From the entries below, list each line with "windshield".

(Referring expression pointing data)

::::::::::

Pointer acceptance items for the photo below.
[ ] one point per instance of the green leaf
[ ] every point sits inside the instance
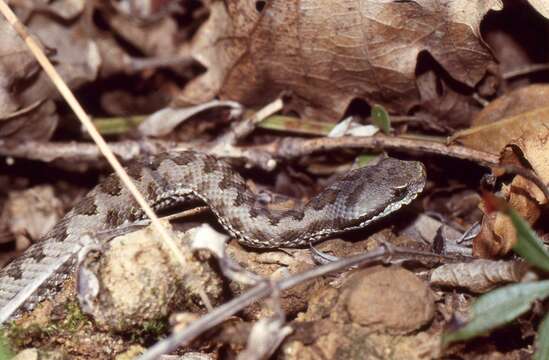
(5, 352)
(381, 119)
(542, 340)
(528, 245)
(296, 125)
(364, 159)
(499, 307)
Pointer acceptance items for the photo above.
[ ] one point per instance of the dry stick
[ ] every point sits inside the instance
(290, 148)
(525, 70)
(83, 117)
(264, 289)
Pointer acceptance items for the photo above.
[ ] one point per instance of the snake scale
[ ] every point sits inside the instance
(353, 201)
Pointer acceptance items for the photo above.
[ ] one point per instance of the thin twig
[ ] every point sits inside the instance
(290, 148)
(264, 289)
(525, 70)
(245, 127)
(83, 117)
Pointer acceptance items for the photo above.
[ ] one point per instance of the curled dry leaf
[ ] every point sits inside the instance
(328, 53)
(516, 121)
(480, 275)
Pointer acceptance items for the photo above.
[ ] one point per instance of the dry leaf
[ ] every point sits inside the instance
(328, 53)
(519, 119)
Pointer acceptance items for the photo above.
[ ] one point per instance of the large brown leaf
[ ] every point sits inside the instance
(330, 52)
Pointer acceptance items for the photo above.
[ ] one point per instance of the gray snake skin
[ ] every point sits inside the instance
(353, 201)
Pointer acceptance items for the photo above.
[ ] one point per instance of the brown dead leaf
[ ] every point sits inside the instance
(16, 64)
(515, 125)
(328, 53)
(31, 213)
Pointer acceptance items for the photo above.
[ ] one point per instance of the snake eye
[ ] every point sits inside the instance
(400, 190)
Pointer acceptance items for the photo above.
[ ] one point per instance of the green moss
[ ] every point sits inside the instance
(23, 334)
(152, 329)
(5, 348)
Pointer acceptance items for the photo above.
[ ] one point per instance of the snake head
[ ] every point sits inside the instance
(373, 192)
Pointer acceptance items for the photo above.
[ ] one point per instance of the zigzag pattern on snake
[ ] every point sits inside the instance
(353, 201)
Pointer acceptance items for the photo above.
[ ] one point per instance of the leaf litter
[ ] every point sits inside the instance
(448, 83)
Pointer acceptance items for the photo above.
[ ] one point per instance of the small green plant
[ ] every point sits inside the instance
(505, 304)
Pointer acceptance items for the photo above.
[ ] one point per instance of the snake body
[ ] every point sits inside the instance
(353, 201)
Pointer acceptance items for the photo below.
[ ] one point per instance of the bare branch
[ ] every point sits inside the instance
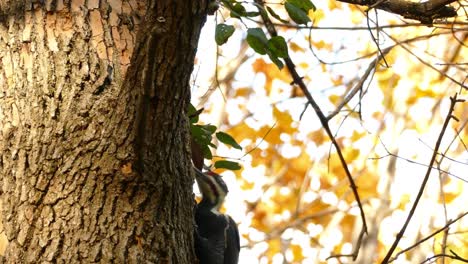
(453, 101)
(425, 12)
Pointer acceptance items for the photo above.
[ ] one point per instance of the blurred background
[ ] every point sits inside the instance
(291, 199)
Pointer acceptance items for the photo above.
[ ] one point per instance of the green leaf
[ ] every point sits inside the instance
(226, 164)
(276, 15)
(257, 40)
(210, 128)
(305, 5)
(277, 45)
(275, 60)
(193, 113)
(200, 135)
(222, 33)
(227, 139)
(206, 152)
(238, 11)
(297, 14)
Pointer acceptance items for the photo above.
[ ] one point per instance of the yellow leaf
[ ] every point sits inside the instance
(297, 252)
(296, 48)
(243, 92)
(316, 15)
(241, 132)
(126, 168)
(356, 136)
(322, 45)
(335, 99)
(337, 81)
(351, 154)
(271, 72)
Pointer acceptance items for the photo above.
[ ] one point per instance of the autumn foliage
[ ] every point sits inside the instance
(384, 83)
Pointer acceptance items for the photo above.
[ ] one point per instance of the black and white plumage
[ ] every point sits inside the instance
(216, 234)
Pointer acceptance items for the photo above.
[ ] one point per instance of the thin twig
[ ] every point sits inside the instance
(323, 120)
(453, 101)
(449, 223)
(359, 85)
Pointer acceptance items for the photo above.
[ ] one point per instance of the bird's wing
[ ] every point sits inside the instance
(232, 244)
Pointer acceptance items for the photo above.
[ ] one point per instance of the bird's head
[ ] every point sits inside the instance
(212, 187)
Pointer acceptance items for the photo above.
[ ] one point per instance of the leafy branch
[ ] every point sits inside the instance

::::::::::

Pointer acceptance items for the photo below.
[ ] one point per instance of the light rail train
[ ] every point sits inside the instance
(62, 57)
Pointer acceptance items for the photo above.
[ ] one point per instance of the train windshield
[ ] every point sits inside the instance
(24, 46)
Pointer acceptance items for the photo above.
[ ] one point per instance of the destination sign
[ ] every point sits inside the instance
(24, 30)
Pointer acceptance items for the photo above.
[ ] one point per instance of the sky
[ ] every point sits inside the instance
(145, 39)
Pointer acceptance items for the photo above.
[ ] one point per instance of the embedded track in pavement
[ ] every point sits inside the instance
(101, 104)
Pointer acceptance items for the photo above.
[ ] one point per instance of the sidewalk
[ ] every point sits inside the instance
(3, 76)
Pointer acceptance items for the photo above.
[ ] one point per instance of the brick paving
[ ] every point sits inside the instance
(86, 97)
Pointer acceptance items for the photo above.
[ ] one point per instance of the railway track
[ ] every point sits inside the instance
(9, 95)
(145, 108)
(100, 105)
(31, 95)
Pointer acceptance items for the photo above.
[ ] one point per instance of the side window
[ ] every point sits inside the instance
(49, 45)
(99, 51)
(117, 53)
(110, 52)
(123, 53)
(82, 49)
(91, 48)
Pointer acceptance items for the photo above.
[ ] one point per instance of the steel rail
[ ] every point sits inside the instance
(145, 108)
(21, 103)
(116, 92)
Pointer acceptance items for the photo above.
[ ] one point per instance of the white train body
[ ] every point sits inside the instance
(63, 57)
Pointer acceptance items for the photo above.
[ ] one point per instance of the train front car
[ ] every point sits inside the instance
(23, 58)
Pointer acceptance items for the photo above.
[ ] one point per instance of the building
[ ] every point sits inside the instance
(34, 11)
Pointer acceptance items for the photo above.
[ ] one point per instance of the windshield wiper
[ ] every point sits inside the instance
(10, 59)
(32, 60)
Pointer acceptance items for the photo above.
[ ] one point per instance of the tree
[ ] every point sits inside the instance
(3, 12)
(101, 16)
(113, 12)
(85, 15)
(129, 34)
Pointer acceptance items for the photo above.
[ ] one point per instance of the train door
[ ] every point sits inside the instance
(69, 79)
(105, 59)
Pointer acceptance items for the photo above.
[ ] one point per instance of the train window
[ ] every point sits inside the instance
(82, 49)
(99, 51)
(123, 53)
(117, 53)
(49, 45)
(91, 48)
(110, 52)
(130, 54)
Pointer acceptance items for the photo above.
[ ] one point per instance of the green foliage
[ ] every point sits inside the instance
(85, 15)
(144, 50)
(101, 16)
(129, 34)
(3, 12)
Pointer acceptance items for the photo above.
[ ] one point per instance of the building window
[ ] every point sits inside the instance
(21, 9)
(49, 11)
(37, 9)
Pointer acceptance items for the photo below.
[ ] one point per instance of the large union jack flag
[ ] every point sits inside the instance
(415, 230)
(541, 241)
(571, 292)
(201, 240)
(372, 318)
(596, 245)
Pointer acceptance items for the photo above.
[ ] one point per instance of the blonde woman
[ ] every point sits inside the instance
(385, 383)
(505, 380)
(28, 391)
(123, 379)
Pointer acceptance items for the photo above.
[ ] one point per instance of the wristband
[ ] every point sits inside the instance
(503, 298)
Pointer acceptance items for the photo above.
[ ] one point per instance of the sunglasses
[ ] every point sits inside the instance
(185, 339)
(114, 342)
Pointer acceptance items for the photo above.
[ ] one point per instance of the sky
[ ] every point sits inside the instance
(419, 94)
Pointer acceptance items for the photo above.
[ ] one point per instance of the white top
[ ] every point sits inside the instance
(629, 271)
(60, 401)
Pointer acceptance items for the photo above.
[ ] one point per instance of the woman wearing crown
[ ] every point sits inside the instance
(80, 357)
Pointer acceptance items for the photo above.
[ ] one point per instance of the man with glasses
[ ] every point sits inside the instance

::::::::::

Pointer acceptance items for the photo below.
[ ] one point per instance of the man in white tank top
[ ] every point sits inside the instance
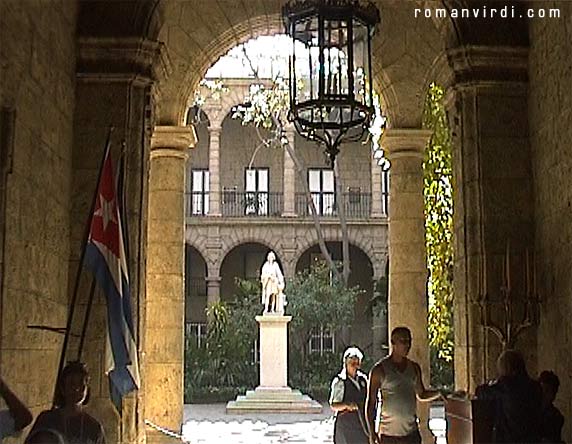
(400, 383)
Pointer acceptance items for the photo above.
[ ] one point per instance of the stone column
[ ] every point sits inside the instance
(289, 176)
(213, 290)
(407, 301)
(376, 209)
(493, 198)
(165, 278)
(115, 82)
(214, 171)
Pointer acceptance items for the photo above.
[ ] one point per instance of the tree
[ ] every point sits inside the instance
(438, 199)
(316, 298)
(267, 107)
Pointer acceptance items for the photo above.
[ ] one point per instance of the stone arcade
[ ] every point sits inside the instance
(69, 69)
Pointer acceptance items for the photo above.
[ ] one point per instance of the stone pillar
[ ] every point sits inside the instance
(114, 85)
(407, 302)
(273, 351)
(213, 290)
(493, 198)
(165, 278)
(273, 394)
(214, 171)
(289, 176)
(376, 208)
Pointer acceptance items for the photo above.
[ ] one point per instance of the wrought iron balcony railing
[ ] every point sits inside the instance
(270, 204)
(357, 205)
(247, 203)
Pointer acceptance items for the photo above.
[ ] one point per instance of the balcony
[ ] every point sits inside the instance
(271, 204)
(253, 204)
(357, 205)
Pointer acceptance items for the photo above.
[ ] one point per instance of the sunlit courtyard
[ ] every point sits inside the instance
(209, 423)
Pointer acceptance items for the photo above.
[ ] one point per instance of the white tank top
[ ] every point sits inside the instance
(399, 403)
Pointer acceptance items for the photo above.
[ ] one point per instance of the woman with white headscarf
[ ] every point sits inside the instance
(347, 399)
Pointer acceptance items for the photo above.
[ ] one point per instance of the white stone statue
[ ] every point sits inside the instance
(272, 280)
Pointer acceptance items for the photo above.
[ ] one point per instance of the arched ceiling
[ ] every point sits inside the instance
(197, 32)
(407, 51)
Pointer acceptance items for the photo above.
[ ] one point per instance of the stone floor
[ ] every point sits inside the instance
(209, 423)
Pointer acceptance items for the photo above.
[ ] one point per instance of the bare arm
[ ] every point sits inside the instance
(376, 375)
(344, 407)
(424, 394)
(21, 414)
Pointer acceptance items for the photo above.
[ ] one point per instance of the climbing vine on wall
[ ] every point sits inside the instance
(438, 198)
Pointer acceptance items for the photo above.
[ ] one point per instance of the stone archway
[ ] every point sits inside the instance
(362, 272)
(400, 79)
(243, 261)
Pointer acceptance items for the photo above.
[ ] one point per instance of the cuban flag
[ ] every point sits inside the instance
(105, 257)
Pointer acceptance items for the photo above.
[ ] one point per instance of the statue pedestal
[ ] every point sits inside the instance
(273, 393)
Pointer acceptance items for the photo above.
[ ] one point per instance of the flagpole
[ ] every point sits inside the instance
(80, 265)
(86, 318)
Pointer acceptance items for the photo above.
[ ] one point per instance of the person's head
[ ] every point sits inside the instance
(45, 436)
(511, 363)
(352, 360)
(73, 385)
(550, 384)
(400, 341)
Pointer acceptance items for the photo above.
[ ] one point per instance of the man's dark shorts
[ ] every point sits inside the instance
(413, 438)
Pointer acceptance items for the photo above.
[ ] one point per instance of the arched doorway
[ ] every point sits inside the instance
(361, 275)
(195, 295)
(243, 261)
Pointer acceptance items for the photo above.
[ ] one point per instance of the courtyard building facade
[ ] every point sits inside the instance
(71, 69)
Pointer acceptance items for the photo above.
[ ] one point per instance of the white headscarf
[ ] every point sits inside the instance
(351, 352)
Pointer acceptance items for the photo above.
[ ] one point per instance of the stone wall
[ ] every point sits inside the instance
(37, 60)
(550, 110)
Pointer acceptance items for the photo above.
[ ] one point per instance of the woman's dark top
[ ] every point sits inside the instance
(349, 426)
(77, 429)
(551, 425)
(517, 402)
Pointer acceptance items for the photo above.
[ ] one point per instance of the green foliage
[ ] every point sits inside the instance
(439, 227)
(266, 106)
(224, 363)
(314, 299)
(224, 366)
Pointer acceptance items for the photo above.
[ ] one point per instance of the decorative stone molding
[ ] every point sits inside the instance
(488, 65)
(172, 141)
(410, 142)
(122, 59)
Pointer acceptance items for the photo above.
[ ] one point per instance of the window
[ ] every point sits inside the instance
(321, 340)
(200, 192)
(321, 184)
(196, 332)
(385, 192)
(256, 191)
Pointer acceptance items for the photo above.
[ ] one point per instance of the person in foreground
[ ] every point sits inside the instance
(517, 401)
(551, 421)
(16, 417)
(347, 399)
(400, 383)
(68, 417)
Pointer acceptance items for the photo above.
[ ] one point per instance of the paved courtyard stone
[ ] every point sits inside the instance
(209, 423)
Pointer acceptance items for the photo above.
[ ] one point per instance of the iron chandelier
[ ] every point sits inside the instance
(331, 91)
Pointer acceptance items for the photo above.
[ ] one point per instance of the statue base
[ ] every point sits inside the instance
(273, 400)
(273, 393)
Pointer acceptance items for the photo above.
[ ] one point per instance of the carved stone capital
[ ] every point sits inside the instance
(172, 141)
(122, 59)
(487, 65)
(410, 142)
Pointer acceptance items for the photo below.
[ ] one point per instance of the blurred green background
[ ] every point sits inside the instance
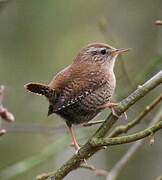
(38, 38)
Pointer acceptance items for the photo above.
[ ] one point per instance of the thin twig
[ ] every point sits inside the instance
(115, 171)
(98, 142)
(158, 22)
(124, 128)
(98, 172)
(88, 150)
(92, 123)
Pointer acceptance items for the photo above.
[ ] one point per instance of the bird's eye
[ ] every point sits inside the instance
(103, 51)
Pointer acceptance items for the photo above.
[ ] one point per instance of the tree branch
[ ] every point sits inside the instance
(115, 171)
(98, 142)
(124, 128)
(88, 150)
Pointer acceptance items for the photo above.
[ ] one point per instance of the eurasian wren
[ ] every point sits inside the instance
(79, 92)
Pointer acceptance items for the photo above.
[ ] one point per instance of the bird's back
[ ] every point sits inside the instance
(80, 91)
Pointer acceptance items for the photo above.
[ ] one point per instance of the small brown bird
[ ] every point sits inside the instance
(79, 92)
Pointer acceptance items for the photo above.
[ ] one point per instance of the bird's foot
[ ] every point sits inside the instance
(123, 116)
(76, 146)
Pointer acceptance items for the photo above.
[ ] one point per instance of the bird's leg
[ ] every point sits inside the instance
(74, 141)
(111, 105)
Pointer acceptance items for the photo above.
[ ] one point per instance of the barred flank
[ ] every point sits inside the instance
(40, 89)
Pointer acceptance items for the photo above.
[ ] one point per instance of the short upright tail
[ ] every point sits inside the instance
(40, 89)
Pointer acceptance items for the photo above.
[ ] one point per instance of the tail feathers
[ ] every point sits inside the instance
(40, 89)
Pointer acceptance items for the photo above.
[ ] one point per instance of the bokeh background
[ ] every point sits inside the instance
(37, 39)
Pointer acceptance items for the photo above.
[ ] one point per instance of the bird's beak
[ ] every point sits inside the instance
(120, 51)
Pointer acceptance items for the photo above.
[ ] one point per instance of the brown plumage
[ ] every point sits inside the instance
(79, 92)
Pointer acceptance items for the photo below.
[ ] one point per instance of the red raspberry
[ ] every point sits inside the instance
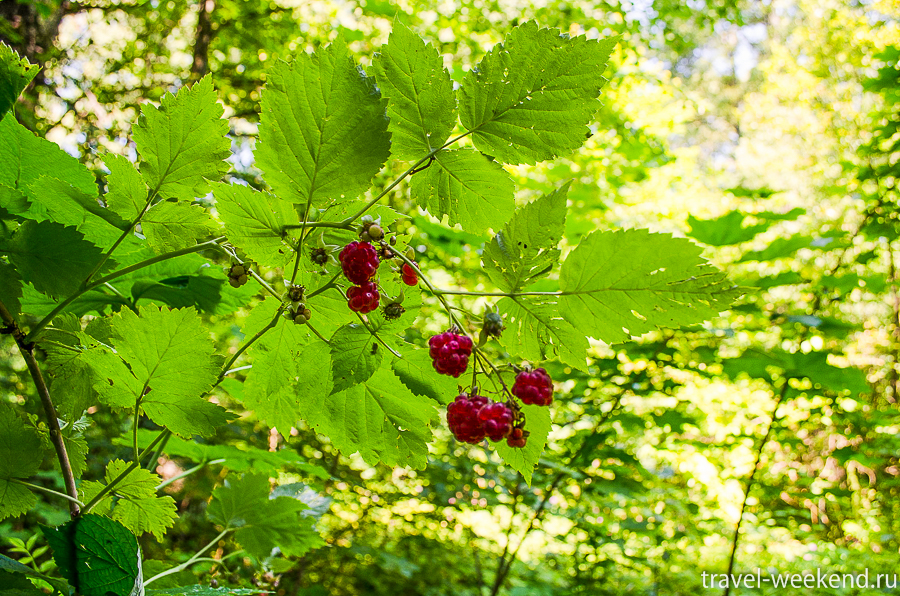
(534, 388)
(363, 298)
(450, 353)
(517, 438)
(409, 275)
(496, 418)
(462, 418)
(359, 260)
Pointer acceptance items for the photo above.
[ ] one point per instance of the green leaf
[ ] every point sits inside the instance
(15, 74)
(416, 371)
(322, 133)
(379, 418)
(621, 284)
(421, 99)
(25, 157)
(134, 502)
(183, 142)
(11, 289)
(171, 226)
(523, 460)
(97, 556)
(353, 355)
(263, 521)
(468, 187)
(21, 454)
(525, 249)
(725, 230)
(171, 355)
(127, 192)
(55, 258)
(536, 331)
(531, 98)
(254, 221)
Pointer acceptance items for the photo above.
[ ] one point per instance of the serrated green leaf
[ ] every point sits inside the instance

::::::::::

Result of the exercise
[ ] one point per instance of the train windshield
[ ] one point per instance of the windshield wiper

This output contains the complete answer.